> [What you will do]
Write out every line of the records below word for word, omitting the pictures.

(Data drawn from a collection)
# # # #

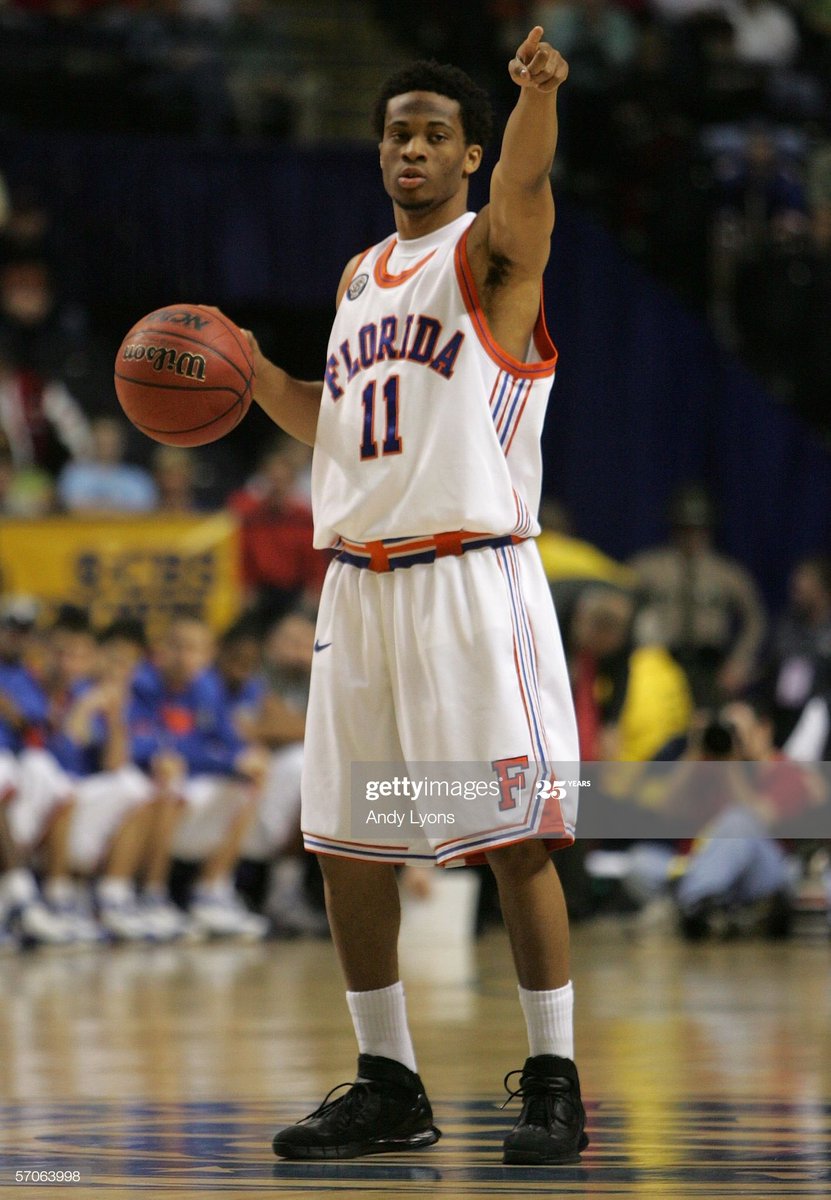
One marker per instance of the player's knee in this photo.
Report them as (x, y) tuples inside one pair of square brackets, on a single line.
[(521, 858)]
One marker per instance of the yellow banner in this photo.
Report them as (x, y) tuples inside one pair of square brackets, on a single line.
[(139, 567)]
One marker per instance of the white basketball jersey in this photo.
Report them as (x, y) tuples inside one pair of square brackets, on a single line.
[(426, 425)]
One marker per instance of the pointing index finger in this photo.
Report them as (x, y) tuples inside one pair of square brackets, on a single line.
[(528, 47)]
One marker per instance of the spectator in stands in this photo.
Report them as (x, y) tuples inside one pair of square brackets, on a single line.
[(598, 40), (48, 339), (280, 725), (88, 687), (42, 421), (765, 33), (735, 876), (184, 736), (571, 563), (280, 567), (36, 798), (759, 222), (800, 658), (105, 483), (24, 491), (819, 190), (703, 606), (737, 863), (174, 473), (629, 699)]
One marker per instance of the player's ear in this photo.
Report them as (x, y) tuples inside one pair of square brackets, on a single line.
[(472, 160)]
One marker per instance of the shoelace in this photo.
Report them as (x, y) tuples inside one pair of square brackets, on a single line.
[(345, 1103), (537, 1087)]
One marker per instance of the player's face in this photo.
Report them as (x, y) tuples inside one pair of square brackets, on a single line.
[(73, 655), (424, 160), (186, 652)]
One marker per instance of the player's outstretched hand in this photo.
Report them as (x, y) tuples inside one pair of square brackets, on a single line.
[(537, 65)]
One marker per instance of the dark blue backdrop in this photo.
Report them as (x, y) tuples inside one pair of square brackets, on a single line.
[(644, 396)]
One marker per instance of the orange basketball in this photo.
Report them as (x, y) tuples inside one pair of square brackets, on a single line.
[(184, 375)]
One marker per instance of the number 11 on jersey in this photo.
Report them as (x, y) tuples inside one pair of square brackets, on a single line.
[(392, 442)]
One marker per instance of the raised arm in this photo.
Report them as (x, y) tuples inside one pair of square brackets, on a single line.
[(292, 403), (520, 214)]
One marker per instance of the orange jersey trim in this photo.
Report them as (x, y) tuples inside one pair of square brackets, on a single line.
[(545, 347), (382, 276), (356, 269)]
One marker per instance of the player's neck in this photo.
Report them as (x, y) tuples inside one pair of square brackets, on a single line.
[(411, 223)]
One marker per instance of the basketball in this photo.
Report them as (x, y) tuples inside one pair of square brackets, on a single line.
[(184, 375)]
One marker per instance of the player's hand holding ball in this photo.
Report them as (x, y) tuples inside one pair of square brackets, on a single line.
[(185, 375), (537, 65)]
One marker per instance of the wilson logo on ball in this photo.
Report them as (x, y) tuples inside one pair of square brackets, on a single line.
[(162, 358)]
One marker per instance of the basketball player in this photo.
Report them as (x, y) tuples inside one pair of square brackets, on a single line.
[(436, 636)]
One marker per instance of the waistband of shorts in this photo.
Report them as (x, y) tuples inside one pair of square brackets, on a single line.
[(394, 553)]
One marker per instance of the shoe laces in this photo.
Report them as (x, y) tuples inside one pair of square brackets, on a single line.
[(347, 1105), (538, 1093)]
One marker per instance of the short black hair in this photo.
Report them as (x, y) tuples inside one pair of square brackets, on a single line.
[(474, 106), (72, 619), (125, 629)]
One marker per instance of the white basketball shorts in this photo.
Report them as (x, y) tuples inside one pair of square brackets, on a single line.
[(102, 803), (455, 661)]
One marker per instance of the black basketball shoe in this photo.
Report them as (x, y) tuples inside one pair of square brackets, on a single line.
[(551, 1125), (383, 1111)]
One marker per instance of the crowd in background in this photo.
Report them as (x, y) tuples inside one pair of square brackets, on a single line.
[(149, 787), (698, 130), (151, 791)]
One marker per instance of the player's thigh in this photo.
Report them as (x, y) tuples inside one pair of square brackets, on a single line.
[(102, 804), (480, 673), (211, 802)]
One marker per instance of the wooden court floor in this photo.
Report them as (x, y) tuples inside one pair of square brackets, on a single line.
[(162, 1072)]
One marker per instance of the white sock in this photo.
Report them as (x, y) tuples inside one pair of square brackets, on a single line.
[(60, 891), (549, 1017), (380, 1018), (220, 888), (18, 887), (114, 891)]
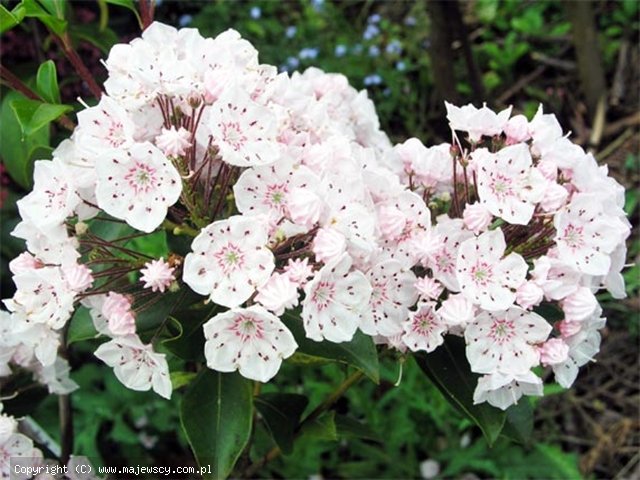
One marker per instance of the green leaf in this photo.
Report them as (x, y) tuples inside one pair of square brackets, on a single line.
[(563, 463), (216, 415), (127, 4), (359, 352), (181, 379), (281, 413), (348, 427), (15, 147), (9, 19), (47, 82), (33, 115), (449, 370), (81, 326), (322, 428), (33, 9), (519, 422)]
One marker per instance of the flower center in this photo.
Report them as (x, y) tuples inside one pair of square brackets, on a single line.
[(322, 295), (502, 331), (141, 177), (230, 258)]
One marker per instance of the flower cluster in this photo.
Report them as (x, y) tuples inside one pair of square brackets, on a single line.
[(295, 201)]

# # # #

> [Response to the exercise]
One marker per instance of the player's knee in this photo.
Report them as (x, y) tuples inside one pair of square brackets, on a single line.
[(521, 858)]
One marker per instance of the yellow banner in this photo.
Report them as (x, y) tuples inside one pair of square brackets, on a single line.
[(139, 567)]
One marker per instance of the white basketball jersey in this photo.
Report them as (x, y) tuples inside one pair of square brackets, on a single line.
[(426, 425)]
One marker per instance of the pointing index finger in this photo.
Report them as (x, y) tuples inside one pair of square brackets, on a single line.
[(528, 47)]
One marker per instance of the spectator in stands in this photo.
Report them as (x, y) tuples inside one pair of square brackets, on a single line.
[(598, 40), (48, 339), (280, 725), (88, 687), (42, 421), (765, 33), (735, 876), (184, 736), (571, 563), (280, 567), (36, 798), (759, 222), (800, 658), (105, 483), (24, 491), (819, 190), (703, 606), (737, 863), (174, 473), (629, 699)]
One marker per instance of the player's ear in this photo.
Report them as (x, y) tuples inside one pair of square brackets, on a single line.
[(472, 160)]
One marker per instance of the shoelace in this photo.
Report them as (x, y) tuples inside one pair of square brackets, on a single line.
[(345, 1103), (537, 1087)]
One marker per instance of the player's face in this photo.
Report them as (x, y) tuples inside one pair of square brackets, on a single line.
[(73, 655), (424, 160), (186, 652)]
One marker per instance of the player's outstretched hand in this photo.
Report them as (x, y) tuples inside one pair of square brackets, on a single line.
[(537, 65)]
One marker per instance of the dark blue backdrop in this photo.
Report them as (x, y) tuples inside one pair of square brackets, on a single line.
[(644, 396)]
One marker per instance of the orange basketball in this photo.
Report them as (x, y) tuples inside one pair of square brackets, on a single line.
[(184, 375)]
One marker per instance of the number 11 on jersey in this photo.
Report them as (x, y) tuples inside one pair of square brackets, on a single line.
[(392, 442)]
One marker per instance of the raised arm in this photo.
Report them as (x, y) tuples inside one pair of square brackets, on a single line.
[(292, 403), (520, 214)]
One marker per instance of the orange jersey trim in this photo.
Report them as (x, y) tuples inside one pair of square brackets, on a single line.
[(545, 347), (382, 276), (356, 269)]
One marker per instance of the player's neck in this photo.
Report them as (x, y) tuples inside one pair of square brackets, on a single line.
[(411, 223)]
One marker per instance of the basketball in this photo.
Report them as (x, y) tuples inside one pair of square brackets, on a single line.
[(184, 375)]
One marker per instance of the player's hand holding ball in this photo.
Report them as (x, y) tuples inside one pair of square brackets, on a single line.
[(185, 375), (537, 65)]
One marker per instance of the wilson logo on ball in this photo.
Report them as (x, y) tuples inside one pair of square brackets, on a single line.
[(162, 358)]
One marker per instance of the basketball player in this photo.
Report them as (x, y) tuples inside one pair of square brackets, on a single line.
[(436, 636)]
One marker per instance of the waistband of shorts in this photo.
Report them as (x, y) tuples inside one pair of square brackets, on a single line.
[(394, 553)]
One marker per instance of the shoe laces in this photo.
Report them as (x, y) tuples inside one pair of square brackets, on a single line.
[(347, 1105), (538, 1093)]
One marker per instance of the short black hair in this photo.
Report them as (x, y) tuples inside one pair of square brackets, on a single line.
[(474, 106), (72, 619), (125, 629)]
One marker per instance of the white basketball shorts in this photo.
Report them as (x, y) tuples inside one pair of square brackets, on a single line.
[(102, 803), (455, 661)]
One marker per instance of the black basketball shoe in this photo.
Report them as (x, y) tuples inside one pair of square brackets, on a single line.
[(551, 1125), (383, 1111)]
One marker per instance of the crowd in background in this photo.
Report them as (x, y) tuples inside one pair of square brackets, on a single line.
[(149, 787), (698, 130), (151, 791)]
One marker per instance of the player's thigh in this photo.
Report them as (x, y) tuples inside one pair of square brackets, on a single line.
[(102, 804), (480, 673), (211, 802)]
One marker per instance of the wooden court floor in this photo.
Report them as (x, y) tuples inside one pair of square brackets, on a single line.
[(162, 1072)]
One marker per instance of the white sock in this photo.
Report them as (x, y) tuples inside one pair of square brackets, on a single line.
[(60, 891), (549, 1017), (380, 1018), (220, 888), (18, 887), (114, 891)]
One marker per instance of the green leaf in this photo.
Report them as (x, y) tuples inside one pair of square brackets, on a single line.
[(563, 463), (216, 415), (127, 4), (359, 352), (181, 379), (281, 413), (348, 427), (15, 147), (9, 19), (47, 82), (33, 115), (449, 370), (81, 326), (322, 428), (33, 9), (519, 422)]
One marker per instance of the flower center in this photo.
Report them as (x, y) tuples inside one pair of square brackets, on a single line.
[(322, 295), (502, 331), (141, 177), (230, 258)]
One marker per instance of the flower cluster in this photo.
Report them as (x, y) tuples inside one pair of square brackets, on a single line.
[(295, 201)]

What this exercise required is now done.